The task:
Copy out all of the material exactly as presented.

Provided material:
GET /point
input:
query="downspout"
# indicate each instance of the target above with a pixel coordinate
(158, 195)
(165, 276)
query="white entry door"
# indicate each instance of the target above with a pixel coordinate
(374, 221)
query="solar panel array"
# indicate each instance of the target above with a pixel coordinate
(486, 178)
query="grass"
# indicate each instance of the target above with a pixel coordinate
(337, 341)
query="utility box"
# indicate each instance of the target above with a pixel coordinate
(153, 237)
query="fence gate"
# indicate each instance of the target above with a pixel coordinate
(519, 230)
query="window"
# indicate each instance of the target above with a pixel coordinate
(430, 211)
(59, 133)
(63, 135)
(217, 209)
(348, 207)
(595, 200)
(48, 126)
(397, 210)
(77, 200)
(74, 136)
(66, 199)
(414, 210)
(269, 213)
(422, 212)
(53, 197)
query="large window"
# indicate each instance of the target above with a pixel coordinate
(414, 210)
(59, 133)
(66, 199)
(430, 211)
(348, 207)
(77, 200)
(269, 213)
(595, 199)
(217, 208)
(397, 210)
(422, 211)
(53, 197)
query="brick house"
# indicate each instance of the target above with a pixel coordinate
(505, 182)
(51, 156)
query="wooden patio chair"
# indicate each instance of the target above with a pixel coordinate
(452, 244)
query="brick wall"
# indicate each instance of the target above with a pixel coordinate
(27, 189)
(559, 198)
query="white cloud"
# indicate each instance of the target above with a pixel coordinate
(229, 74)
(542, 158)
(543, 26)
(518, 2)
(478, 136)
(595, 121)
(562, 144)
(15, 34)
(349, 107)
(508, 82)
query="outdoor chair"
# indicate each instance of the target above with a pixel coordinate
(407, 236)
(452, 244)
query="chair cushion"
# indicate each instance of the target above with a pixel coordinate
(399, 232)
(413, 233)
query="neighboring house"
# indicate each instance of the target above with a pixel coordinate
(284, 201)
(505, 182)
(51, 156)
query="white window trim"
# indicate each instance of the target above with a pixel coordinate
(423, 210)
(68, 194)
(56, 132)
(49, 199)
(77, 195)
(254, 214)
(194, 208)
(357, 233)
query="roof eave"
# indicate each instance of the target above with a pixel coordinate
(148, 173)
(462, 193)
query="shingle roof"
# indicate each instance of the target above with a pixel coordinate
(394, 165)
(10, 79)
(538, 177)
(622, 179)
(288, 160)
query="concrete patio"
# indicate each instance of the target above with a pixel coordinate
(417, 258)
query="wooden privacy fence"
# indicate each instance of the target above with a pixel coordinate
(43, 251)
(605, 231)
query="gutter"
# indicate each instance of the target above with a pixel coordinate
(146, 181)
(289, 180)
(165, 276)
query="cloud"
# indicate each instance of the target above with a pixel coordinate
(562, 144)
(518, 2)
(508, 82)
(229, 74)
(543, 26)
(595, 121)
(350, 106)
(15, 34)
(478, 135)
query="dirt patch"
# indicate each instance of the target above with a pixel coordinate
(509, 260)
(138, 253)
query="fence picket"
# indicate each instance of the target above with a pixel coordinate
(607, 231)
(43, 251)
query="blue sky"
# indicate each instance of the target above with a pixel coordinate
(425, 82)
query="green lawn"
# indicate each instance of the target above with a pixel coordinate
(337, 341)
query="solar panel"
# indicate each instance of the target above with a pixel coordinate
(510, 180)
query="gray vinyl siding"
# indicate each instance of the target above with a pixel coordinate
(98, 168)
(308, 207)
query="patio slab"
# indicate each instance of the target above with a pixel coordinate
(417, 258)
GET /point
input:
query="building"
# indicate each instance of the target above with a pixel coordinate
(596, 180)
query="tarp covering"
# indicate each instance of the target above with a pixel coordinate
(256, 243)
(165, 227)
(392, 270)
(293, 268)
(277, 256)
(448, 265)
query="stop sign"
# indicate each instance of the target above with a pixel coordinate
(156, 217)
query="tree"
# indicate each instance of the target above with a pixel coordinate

Task response:
GET /point
input:
query="downspout"
# indicate each instance of the target above with a pixel coordinate
(158, 195)
(165, 276)
query="white entry door"
# indicate each instance of the target above with a pixel coordinate
(374, 221)
query="solar panel array"
# indicate each instance of the target above with a pixel coordinate
(486, 178)
query="grass"
# indicate each instance of the target above with a pixel coordinate
(337, 341)
query="utility box"
# indicate each instance of the target above with a pixel coordinate
(153, 237)
query="fence gate"
# indicate each instance of the target above with a pixel coordinate
(519, 230)
query="window"
# indicate each instance of the target above with a pixel coordinate
(430, 211)
(59, 133)
(63, 135)
(217, 209)
(348, 207)
(595, 200)
(48, 126)
(397, 210)
(77, 200)
(74, 136)
(66, 199)
(414, 210)
(269, 213)
(422, 212)
(53, 197)
query="large window"
# indicate each instance of the target above with a pixel coordinate
(414, 210)
(59, 133)
(66, 199)
(430, 211)
(348, 207)
(77, 200)
(269, 213)
(595, 199)
(217, 208)
(397, 210)
(422, 211)
(53, 197)
query="brick house"
# indicate each instance of the target above with a pixel coordinate
(505, 182)
(51, 156)
query="wooden patio chair"
# indicate each instance of the target above with a pixel coordinate
(452, 244)
query="brick wall"
# indicate each instance of the target above with a pixel coordinate
(27, 189)
(559, 198)
query="white cloud"
# indicate each instance of the target above with a pixel coordinate
(229, 74)
(542, 158)
(543, 26)
(518, 2)
(478, 136)
(595, 121)
(562, 144)
(15, 34)
(349, 107)
(508, 82)
query="outdoor chair"
# indicate each instance of the target above with a pixel coordinate
(407, 236)
(452, 244)
query="chair cushion"
# indicate each instance of the target above with a pixel coordinate
(399, 232)
(413, 233)
query="neighboring house"
# indicate each instance of the target above with a pixel coordinate
(284, 201)
(505, 182)
(51, 156)
query="white window trim"
# indicate each instance of the target above with a pixel coordinate
(423, 210)
(68, 194)
(56, 132)
(49, 199)
(77, 195)
(254, 214)
(194, 208)
(357, 233)
query="roof eave"
# indicate each instance of the target above with a pixel coordinate
(148, 173)
(462, 193)
query="shingle roof"
# indicate each instance of the target above with a pixel coordinate
(394, 165)
(10, 79)
(538, 177)
(622, 179)
(288, 160)
query="concrete patio"
# indicate each instance of the target above with a pixel coordinate
(417, 258)
query="wooden privacy fence"
# indicate each instance of the target above with a pixel coordinate
(43, 251)
(605, 231)
query="gutter"
# indicate each instance of the target above with a pixel coordinate
(146, 181)
(289, 180)
(165, 276)
query="cloud"
# indicate each instance of the target above with a pixel coordinate
(562, 144)
(518, 2)
(508, 82)
(229, 74)
(543, 26)
(595, 121)
(350, 106)
(15, 34)
(478, 135)
query="dirt patch"
# indicate each instance of the target above with a pixel coordinate
(509, 260)
(138, 253)
query="fence picket"
# indicate each instance of the target above with a pixel coordinate
(607, 231)
(43, 251)
query="blue sky"
# indicate each instance of the target above with a pixel coordinate
(425, 82)
query="green lawn"
# indicate each instance of the target above with a pixel coordinate
(337, 341)
query="solar panel"
# indicate each instance of the target above with a pixel coordinate
(510, 180)
query="gray vinyl siding"
# indicate each instance of the target above with a pixel coordinate
(98, 168)
(308, 207)
query="patio slab"
# indicate each instance of the target above with a pixel coordinate
(417, 258)
GET /point
input:
query="building"
# indicate each instance of the target above with a pixel coordinate
(596, 180)
query="tarp covering"
# indicate each instance of the target above with a pixel coordinate
(256, 243)
(165, 227)
(392, 270)
(293, 268)
(277, 256)
(448, 265)
query="stop sign"
# indicate each instance of the target above with a pixel coordinate
(156, 217)
query="tree"
# indicate each instance of the target above with a pixel coordinate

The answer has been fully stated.